■ **EXERCISE INSTRUCTIONS**
So that nothing is lost, restate each entry exactly as supplied.

■ **Region pointing data**
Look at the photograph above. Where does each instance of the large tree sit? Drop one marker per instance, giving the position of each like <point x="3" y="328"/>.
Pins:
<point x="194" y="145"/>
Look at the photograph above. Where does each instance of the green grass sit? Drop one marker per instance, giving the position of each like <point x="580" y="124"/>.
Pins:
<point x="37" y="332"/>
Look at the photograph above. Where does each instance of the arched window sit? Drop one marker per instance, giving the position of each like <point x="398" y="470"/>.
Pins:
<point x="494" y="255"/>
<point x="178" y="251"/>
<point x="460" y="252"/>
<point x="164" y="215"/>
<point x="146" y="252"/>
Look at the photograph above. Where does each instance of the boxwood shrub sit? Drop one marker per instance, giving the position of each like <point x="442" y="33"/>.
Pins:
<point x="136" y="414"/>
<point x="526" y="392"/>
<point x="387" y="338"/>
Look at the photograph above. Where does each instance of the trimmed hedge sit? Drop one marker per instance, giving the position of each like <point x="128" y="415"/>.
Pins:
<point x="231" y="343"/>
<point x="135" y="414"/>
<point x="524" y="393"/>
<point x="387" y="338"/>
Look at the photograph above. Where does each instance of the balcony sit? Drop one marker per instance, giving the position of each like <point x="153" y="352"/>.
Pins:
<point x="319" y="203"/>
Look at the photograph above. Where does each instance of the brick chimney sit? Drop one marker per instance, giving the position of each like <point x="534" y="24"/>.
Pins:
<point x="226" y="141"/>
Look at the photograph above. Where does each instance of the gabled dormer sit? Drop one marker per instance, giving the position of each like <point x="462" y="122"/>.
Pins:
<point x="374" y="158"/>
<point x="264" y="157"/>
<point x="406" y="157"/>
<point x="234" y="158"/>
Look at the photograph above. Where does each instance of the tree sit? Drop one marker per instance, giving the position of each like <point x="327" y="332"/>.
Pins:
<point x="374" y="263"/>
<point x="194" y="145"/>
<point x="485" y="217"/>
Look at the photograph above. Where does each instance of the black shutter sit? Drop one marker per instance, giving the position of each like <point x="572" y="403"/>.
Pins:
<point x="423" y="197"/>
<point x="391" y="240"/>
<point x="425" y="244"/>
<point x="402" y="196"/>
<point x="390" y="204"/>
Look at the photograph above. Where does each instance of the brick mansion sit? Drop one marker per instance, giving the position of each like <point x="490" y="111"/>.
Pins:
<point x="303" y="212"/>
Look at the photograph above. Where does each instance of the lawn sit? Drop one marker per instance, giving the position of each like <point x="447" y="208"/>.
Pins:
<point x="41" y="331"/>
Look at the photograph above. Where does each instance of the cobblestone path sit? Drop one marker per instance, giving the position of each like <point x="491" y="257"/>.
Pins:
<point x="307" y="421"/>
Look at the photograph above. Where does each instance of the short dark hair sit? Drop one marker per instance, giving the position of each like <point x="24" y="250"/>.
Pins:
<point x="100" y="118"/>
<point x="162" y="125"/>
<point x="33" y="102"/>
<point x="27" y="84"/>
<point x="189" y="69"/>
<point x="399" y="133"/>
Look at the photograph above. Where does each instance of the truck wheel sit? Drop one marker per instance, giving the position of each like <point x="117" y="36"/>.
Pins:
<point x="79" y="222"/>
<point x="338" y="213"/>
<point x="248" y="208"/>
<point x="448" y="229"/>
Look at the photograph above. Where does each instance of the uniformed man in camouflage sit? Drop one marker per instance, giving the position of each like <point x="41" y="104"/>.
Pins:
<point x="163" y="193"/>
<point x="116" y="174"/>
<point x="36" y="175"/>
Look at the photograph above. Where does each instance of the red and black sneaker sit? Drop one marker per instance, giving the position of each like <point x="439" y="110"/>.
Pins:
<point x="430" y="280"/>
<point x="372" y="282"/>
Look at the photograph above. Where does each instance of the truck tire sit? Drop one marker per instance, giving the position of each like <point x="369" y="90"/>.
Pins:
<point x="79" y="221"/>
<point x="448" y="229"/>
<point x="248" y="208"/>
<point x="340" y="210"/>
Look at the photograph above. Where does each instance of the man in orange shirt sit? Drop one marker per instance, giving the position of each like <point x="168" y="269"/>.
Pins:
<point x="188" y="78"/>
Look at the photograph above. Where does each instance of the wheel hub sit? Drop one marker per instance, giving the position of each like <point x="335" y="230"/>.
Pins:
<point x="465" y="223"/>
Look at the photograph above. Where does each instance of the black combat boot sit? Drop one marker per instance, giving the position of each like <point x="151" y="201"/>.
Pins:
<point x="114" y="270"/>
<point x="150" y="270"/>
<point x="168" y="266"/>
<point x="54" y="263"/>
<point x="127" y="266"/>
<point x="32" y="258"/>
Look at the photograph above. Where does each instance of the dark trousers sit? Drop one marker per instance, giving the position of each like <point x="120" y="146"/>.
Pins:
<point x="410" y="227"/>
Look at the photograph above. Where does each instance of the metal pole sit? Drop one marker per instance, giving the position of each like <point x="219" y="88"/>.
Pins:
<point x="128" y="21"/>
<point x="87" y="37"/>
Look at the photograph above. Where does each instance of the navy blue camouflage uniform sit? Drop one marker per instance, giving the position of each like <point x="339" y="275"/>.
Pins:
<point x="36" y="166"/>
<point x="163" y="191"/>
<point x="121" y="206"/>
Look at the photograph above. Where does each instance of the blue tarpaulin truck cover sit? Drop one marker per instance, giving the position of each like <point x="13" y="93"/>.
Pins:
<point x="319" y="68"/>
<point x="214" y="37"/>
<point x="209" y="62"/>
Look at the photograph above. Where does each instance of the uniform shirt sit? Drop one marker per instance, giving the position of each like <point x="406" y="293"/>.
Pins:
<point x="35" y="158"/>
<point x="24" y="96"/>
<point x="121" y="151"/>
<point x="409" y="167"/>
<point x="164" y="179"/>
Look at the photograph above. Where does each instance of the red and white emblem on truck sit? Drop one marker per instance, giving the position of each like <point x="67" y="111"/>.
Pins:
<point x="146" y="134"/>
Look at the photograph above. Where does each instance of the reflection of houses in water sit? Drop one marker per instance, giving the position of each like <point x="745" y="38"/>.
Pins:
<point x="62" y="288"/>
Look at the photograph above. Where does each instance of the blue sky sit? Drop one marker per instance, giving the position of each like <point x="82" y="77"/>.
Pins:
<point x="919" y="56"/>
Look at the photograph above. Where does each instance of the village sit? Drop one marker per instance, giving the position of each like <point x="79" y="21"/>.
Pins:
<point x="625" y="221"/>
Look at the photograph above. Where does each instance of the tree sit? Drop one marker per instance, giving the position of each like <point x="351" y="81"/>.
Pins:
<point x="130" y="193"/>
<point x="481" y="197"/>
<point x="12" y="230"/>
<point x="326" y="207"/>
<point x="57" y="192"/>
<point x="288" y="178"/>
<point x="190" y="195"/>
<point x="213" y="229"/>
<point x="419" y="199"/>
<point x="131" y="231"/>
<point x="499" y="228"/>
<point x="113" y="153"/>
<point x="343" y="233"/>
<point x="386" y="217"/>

■ **RESULT FOR THIS TASK**
Look at the photograph above. Where does each instance of the large tree sit? Drop one marker per instance, giving the position of each like <point x="3" y="328"/>.
Pins:
<point x="194" y="145"/>
Look at the photograph above. Where does each instance of the green grass sit? Drop one marker per instance, giving the position of each like <point x="580" y="124"/>.
Pins:
<point x="37" y="332"/>
Look at the photograph above. Where does each instance of the arched window sit? Drop one marker per instance, giving the position of each like <point x="398" y="470"/>.
Pins:
<point x="494" y="255"/>
<point x="178" y="251"/>
<point x="460" y="252"/>
<point x="164" y="215"/>
<point x="146" y="252"/>
Look at the photograph above. Where does each instance of the boxwood shrub sit? Drop one marker per instance, giving the position of each like <point x="442" y="33"/>.
Pins:
<point x="136" y="414"/>
<point x="526" y="392"/>
<point x="387" y="338"/>
Look at the photograph above. Where does each instance of the trimmed hedge sit? Drop one marker per instance, giving the position of each like <point x="128" y="415"/>.
Pins:
<point x="231" y="343"/>
<point x="135" y="414"/>
<point x="524" y="393"/>
<point x="387" y="338"/>
Look at the photograph above. Where does each instance of the balcony sit? Drop one marker per instance, giving the position of each like <point x="153" y="352"/>.
Pins:
<point x="319" y="203"/>
Look at the photograph above. Where does each instance of the brick chimney sit? Drop one marker per instance, giving the position of each like <point x="534" y="24"/>.
Pins:
<point x="226" y="141"/>
Look at the photograph above. Where does each instance of the gabled dormer sit? Drop one marker per instance, giving the position of each like <point x="462" y="122"/>.
Pins:
<point x="374" y="158"/>
<point x="264" y="157"/>
<point x="406" y="157"/>
<point x="234" y="158"/>
Look at the photograph above. Where does each instance of the tree sit? Drop one marker per instance, giving the position of each like <point x="327" y="332"/>.
Pins:
<point x="374" y="263"/>
<point x="194" y="145"/>
<point x="485" y="217"/>
Look at the photograph above. Where does each instance of the black shutter sit? Drop one marker per instance, giving the position of each like <point x="572" y="403"/>.
Pins:
<point x="423" y="197"/>
<point x="391" y="240"/>
<point x="425" y="244"/>
<point x="402" y="196"/>
<point x="390" y="204"/>
Look at the photograph above. Where does each instance of the brick mansion sit? Drop one marker per instance, giving the position of each like <point x="490" y="111"/>.
Pins:
<point x="303" y="212"/>
Look at the photograph above. Where does each instance of the lawn sit? Drop one marker per instance, giving the position of each like <point x="447" y="208"/>.
Pins:
<point x="41" y="331"/>
Look at the photograph above. Where does each instance of the cobblestone path sit? Drop one marker per instance, giving the position of each like <point x="491" y="257"/>.
Pins:
<point x="307" y="421"/>
Look at the photograph above. Where does each instance of the short dark hair sit? Drop one marker per instance, giving the position of each like <point x="24" y="250"/>.
Pins:
<point x="100" y="118"/>
<point x="162" y="125"/>
<point x="33" y="102"/>
<point x="27" y="84"/>
<point x="189" y="69"/>
<point x="399" y="133"/>
Look at the photograph above. Where does each instance of the truck wheel sit? Drop one marker per instance, giving the position of each like <point x="117" y="36"/>.
Pins:
<point x="79" y="222"/>
<point x="338" y="213"/>
<point x="248" y="208"/>
<point x="448" y="229"/>
Look at the photograph above. Where does each instance of the uniformed man in camouflage sit? Drop one marker per instance, giving the position of each like <point x="41" y="104"/>.
Pins:
<point x="163" y="193"/>
<point x="116" y="174"/>
<point x="36" y="175"/>
Look at the photograph above. Where does each instance of the red and black sneaker sit? Drop one marker per instance, giving the position of each like <point x="439" y="110"/>.
Pins:
<point x="430" y="280"/>
<point x="372" y="282"/>
Look at the photograph above. Where does each instance of the truck tire sit? Drop one marker per instance, giving the position of each like <point x="369" y="90"/>.
Pins:
<point x="79" y="221"/>
<point x="448" y="229"/>
<point x="248" y="208"/>
<point x="340" y="210"/>
Look at the photograph above. Where does each instance of the man in orange shirt sit? Drop one marker per instance, giving the position of each like <point x="168" y="269"/>.
Pins:
<point x="188" y="78"/>
Look at the photograph above. Where does each instance of the wheel hub sit? Drop one marker per instance, giving the position of each like <point x="335" y="230"/>.
Pins:
<point x="465" y="223"/>
Look at the photograph above. Where does each instance of the black combat boot sit? Drop one marker per instance, giving the position of each like <point x="151" y="201"/>.
Pins:
<point x="114" y="270"/>
<point x="150" y="270"/>
<point x="168" y="266"/>
<point x="54" y="263"/>
<point x="127" y="266"/>
<point x="32" y="258"/>
Look at the photograph above. Where does each instance of the dark trousers sit? Drop one marker per instance, giving the position of each like <point x="120" y="146"/>.
Pins:
<point x="410" y="227"/>
Look at the photograph above. Where does each instance of the metal pole sit? Drop one marker per instance, giving the position of each like <point x="219" y="88"/>.
Pins:
<point x="128" y="21"/>
<point x="87" y="37"/>
Look at the photograph above. Where does each instance of the navy blue camouflage uniform sit? Drop one marker per instance, giving the position of each like <point x="339" y="275"/>.
Pins:
<point x="36" y="166"/>
<point x="163" y="191"/>
<point x="121" y="206"/>
Look at the photograph above. Where does each instance of the blue tarpaulin truck cover sit? Drop one marker per instance, giving the position of each like <point x="13" y="93"/>.
Pins:
<point x="319" y="68"/>
<point x="214" y="37"/>
<point x="209" y="62"/>
Look at the photograph above. Where does each instance of the uniform shirt sit? Drop one marker per instance, giving the position of each like <point x="406" y="293"/>.
Pins:
<point x="35" y="158"/>
<point x="24" y="96"/>
<point x="121" y="151"/>
<point x="409" y="167"/>
<point x="164" y="179"/>
Look at the photograph above. Where does each instance of the red and white emblem on truck sit? Drop one marker per instance, giving the position of each like <point x="67" y="111"/>.
Pins:
<point x="146" y="134"/>
Look at the photograph above. Where does each instance of the reflection of houses in water sit? Drop one marker per instance, giving the position of each like <point x="745" y="38"/>.
Pins:
<point x="62" y="288"/>
Look at the photograph above. Where does each instance of the blue sky sit? Drop one marker per instance, giving the position of each like <point x="82" y="77"/>.
Pins:
<point x="919" y="56"/>
Look at the photograph above. Where does each instance of the village sit? Drop one marker per instance, giving the position of each like <point x="79" y="21"/>.
Pins:
<point x="625" y="221"/>
Look at the photograph above. Where does each instance of the tree sit? Drop one marker per instance, giving the position of each like <point x="351" y="81"/>.
Pins:
<point x="130" y="193"/>
<point x="481" y="197"/>
<point x="12" y="230"/>
<point x="326" y="207"/>
<point x="57" y="192"/>
<point x="288" y="178"/>
<point x="190" y="195"/>
<point x="213" y="229"/>
<point x="419" y="199"/>
<point x="131" y="231"/>
<point x="499" y="228"/>
<point x="113" y="153"/>
<point x="343" y="233"/>
<point x="386" y="217"/>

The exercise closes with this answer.